--- Fragmento de texto ---

Rodeado por una multitud de periodistas ansiosos por una rueda de prensa que jamás tuvo lugar porque no hubo preguntas, un Donald Trump ofuscado salía escupiendo fuego contra el statu quo estadounidense tras haber sido declarado culpable en las 34 acusaciones que pesaban en su contra por falsificación de documentos. Dichas acusaciones venían en la estela del escándalo por el “soborno” de 130 mil dólares que Trump le habría pagado a la actriz pornográfica Stephanie Clifford, más conocida en el medio de la prostitución fílmica como Stormy Daniels, presuntamente por su silencio sobre una también presunta relación sexual entre los dos que dataría del año 2006. Esos 130 mil dólares habrían salido de los fondos de la campaña de Trump sin declarar y de ahí la catarata de acusaciones, casi todas ellas por fraude fiscal.
Claro que el “soborno” no es tal ni es el problema legal en sí, sino el presunto hecho de que al pagarlo Trump debió falsificar documentos para encubrir el propio pago. La moral hipócrita de los anglosajones en general y de los estadounidenses en particular, no obstante, siente enorme atracción por el “soborno” y por eso el caso tiene tanta repercusión. En el fondo, lo que escandaliza a la opinión pública en los Estados Unidos es la mentira, allí donde de acuerdo con esos valores morales típicamente puritanos no hay delito más grave para un dirigente político que mentir. Es un poco difícil para la mentalidad hispanoamericana y lógicamente católica comprender estos valores del protestantismo anglosajón, pero lo cierto es que para ellos un individuo que miente sobre lo que fuere debe ser condenado aunque el delito cometido sea irrisorio o directamente inexistente.
Basta con recordar el afamado caso Clinton-Lewinsky, que metió en 1998 al entonces presidente Bill Clinton en un berenjenal al negar este el haber tenido relaciones sexuales con Mónica Lewinsky, una pasante de la Casa Blanca. En pocas palabras, Clinton estuvo a punto de ser destituido por un proceso que en los Estados Unidos se llama impeachment y es la figura legal del derecho de los yanquis que equivale a nuestro juicio político, todo por haber dicho que no hubo ninguna relación sexual con Lewinsky y luego quedar demostrado por pruebas de ADN —aparentemente había quedado algún rastro del semen de Clinton en la ropa de Lewinsky, lo que solemos decir la “chanchada”— que dichas relaciones en efecto habían ocurrido. Los Estados Unidos estuvieron a punto de “fletar” a un presidente en 1998, aunque no por tener sexo en el Salón Oval de la Casa Blanca con una pasante: iban a destituir a su presidente por mentir al respecto.

--- Datos ---

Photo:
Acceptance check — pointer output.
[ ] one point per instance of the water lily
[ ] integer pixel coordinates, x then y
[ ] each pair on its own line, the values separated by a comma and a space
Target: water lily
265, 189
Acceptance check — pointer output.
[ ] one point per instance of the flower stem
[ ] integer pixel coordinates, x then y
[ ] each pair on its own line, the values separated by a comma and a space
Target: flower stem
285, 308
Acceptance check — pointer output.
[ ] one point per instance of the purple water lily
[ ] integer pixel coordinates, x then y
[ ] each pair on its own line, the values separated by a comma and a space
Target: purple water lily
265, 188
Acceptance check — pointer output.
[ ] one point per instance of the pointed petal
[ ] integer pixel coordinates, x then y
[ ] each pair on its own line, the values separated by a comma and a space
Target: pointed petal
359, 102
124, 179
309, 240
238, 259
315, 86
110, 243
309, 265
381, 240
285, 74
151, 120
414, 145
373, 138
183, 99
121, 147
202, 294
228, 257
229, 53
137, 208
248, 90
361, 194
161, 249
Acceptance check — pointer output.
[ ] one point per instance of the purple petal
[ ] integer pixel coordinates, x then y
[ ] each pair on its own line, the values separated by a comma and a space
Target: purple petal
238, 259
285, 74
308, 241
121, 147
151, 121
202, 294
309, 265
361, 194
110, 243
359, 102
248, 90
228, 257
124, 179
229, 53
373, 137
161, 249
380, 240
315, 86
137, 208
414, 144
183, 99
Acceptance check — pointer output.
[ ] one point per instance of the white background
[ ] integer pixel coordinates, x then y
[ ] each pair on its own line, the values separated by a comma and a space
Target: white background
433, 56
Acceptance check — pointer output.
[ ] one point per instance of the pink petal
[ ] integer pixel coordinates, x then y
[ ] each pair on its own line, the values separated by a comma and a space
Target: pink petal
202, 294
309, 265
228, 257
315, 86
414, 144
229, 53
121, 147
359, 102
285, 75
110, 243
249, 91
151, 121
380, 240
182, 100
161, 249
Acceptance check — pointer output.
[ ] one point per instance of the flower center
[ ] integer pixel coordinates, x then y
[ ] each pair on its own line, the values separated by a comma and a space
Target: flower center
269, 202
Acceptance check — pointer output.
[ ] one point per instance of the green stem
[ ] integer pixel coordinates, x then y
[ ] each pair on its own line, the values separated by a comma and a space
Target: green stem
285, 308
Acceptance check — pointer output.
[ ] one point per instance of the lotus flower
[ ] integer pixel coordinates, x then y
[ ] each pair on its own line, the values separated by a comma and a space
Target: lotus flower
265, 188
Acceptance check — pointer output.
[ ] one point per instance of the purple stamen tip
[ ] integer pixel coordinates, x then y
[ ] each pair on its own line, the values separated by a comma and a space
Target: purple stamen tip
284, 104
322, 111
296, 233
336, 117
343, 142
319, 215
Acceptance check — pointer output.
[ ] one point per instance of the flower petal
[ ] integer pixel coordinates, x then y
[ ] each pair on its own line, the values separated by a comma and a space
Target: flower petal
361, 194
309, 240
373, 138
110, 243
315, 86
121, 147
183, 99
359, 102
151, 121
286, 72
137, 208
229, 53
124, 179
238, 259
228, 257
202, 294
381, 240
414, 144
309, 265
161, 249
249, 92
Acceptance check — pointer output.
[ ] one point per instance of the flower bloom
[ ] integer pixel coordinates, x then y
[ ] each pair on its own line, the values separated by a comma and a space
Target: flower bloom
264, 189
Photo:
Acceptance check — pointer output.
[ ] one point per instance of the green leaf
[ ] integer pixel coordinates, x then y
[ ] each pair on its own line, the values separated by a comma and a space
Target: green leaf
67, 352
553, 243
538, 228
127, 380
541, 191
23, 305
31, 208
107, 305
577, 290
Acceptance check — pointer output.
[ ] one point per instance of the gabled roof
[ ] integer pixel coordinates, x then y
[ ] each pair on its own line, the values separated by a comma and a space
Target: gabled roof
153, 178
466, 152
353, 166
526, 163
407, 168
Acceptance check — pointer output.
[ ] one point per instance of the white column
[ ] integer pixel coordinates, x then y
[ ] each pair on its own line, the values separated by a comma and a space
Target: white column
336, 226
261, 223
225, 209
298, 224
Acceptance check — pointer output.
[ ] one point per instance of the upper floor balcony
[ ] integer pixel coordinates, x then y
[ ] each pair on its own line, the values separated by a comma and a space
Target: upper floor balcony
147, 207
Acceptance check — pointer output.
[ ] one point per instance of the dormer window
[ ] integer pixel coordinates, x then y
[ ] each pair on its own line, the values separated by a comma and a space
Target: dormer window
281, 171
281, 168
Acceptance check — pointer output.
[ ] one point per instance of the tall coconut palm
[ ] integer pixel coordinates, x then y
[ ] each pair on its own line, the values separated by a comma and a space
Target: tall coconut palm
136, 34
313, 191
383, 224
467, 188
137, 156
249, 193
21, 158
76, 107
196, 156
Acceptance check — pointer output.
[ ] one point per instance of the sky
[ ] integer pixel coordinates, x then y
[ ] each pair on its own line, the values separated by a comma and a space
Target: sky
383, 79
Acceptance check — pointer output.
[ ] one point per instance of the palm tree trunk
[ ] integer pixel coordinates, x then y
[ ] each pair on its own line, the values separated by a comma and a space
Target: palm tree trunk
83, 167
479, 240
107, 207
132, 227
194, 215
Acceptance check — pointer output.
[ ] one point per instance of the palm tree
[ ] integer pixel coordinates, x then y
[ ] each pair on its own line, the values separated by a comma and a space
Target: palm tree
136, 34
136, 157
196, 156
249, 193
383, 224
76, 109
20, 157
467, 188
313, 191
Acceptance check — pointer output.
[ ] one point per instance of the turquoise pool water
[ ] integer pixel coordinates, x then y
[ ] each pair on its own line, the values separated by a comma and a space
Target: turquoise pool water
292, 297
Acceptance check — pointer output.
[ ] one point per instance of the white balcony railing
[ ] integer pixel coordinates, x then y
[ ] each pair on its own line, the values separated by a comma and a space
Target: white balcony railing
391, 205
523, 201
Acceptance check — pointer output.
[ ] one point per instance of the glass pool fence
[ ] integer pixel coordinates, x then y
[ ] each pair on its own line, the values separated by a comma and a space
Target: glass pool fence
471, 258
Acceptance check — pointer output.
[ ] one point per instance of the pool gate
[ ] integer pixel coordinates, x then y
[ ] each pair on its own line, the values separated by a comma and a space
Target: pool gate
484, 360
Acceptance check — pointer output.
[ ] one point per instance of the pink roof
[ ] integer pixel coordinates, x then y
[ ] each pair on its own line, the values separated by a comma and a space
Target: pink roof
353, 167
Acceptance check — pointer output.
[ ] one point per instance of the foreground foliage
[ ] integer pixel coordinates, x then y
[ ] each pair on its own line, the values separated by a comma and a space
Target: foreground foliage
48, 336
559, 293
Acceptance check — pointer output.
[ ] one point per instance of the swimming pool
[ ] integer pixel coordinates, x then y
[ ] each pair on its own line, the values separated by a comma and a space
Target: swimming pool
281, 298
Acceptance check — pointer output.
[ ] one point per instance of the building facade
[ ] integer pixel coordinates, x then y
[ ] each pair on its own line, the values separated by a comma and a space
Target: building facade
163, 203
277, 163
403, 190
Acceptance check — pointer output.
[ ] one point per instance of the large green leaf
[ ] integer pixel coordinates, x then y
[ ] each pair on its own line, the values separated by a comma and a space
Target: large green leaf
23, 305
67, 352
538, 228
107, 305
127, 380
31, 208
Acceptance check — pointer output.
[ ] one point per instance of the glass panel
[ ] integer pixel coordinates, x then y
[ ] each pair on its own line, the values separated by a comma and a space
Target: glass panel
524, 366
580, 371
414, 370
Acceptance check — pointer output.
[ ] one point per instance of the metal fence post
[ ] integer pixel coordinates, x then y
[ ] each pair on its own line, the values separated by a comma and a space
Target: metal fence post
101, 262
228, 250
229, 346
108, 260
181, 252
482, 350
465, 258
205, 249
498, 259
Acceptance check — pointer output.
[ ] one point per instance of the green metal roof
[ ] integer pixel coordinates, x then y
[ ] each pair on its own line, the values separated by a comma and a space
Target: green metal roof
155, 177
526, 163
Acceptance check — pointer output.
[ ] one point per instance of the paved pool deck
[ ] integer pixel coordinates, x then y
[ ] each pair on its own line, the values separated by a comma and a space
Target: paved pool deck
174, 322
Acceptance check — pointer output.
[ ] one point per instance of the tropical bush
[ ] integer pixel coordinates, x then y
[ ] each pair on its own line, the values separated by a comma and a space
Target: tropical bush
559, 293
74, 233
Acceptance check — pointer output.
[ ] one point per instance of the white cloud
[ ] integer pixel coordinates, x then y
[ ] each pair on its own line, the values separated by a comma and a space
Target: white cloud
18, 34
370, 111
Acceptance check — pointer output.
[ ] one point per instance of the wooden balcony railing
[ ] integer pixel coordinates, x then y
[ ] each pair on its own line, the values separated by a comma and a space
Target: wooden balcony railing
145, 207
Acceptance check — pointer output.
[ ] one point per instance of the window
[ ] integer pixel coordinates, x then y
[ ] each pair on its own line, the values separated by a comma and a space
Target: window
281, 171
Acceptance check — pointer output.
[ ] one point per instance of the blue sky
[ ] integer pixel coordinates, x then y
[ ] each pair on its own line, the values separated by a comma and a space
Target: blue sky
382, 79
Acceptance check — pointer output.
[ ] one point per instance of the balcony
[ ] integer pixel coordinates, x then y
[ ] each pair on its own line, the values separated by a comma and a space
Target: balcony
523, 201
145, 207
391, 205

---
--- Datos ---

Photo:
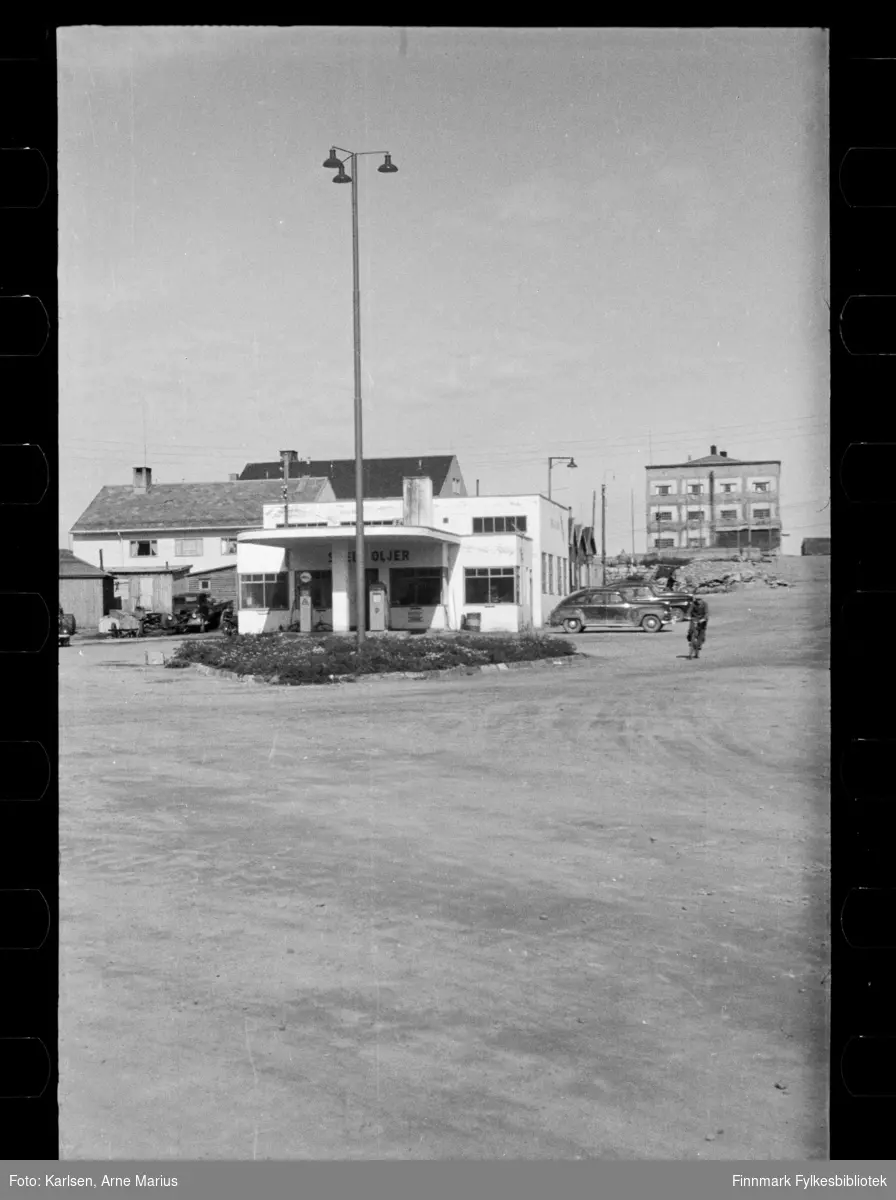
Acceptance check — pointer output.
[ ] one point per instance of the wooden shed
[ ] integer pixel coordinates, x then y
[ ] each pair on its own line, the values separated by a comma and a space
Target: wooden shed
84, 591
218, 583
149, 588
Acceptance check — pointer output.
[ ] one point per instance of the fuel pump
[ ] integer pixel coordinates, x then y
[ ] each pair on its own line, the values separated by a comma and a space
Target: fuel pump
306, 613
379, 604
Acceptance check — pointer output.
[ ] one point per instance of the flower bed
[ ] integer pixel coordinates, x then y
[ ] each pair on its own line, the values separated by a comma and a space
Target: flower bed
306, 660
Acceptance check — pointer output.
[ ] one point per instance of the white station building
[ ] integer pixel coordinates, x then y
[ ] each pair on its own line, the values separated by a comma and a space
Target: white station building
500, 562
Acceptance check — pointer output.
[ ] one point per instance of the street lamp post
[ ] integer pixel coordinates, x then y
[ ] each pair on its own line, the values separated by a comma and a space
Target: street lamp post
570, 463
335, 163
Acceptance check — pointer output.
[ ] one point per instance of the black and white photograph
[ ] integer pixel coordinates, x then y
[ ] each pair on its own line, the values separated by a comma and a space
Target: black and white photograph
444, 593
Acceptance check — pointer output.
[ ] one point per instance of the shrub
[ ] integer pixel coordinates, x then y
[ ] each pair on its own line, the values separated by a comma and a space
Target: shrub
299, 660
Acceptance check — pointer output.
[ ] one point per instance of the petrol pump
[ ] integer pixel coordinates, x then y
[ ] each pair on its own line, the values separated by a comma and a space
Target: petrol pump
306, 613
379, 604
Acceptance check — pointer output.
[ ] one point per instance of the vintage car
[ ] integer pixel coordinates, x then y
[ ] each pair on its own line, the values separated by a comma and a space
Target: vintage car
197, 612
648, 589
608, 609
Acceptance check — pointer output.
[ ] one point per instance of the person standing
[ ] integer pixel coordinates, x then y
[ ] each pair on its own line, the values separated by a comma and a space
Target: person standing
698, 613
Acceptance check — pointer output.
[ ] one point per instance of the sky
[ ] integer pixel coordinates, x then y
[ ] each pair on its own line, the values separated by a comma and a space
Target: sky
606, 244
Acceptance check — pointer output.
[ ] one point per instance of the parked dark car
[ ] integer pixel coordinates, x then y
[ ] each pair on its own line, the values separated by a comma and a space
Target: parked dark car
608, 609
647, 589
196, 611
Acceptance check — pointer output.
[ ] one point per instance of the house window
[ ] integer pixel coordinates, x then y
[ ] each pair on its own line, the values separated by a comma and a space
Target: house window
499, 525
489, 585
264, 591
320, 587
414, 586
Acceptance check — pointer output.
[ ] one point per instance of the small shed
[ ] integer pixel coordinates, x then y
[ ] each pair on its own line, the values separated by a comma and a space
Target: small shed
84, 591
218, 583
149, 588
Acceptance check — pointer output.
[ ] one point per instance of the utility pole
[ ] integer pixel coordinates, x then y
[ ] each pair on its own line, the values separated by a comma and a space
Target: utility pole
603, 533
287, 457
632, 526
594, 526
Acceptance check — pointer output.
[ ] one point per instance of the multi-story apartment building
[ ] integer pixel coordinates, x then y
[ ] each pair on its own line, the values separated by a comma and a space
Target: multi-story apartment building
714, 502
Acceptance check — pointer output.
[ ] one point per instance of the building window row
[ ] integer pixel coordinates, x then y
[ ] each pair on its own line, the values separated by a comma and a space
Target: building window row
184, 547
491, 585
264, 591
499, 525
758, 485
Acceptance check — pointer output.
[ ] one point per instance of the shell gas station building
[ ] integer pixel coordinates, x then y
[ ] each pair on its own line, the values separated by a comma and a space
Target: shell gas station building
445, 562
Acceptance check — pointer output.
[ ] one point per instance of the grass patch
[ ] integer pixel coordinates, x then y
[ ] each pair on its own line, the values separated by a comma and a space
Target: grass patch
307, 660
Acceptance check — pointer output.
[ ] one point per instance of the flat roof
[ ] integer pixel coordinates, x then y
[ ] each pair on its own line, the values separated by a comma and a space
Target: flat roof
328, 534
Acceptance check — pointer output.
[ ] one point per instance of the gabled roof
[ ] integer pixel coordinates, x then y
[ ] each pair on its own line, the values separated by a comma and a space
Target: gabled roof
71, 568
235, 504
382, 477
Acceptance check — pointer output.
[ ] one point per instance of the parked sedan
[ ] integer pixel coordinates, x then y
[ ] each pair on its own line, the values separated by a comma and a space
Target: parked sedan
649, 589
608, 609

---

Trabajo por hacer:
**1)** ¿En cuántas acusaciones fue declarado culpable Donald Trump según el texto sobre su condena?
**2)** Prosigue el texto sobre la condena de Donald Trump a partir de su última oración.

Respuestas por tarea:
**1)** En 34 acusaciones por falsificación de documentos.

**2)**
Pero Clinton era del Partido Demócrata y un fiel colaborador del complejo industrial-militar-farmacéutico, de modo que el Estado profundo logró sostenerlo en el sillón luego de una larga disputa judicial que produjo un gran desgaste en la credibilidad de la política estadounidense. En el caso de Trump esa relación de dependencia con el poder fáctico no es la misma ni es igual el lugar que ocupa este nacional-populista en el establishment político de su país. La solidaridad partisana que ayudó a salvar a Clinton del juicio político en su momento no existe con Trump. Los demócratas se declaran lógicamente sus enemigos y los republicanos, al no considerarlo uno de los suyos, no lo defienden mucho. Trump solo cuenta con sus trumpistas, que son marginales en el sistema, para resistir a las embestidas judiciales en su contra.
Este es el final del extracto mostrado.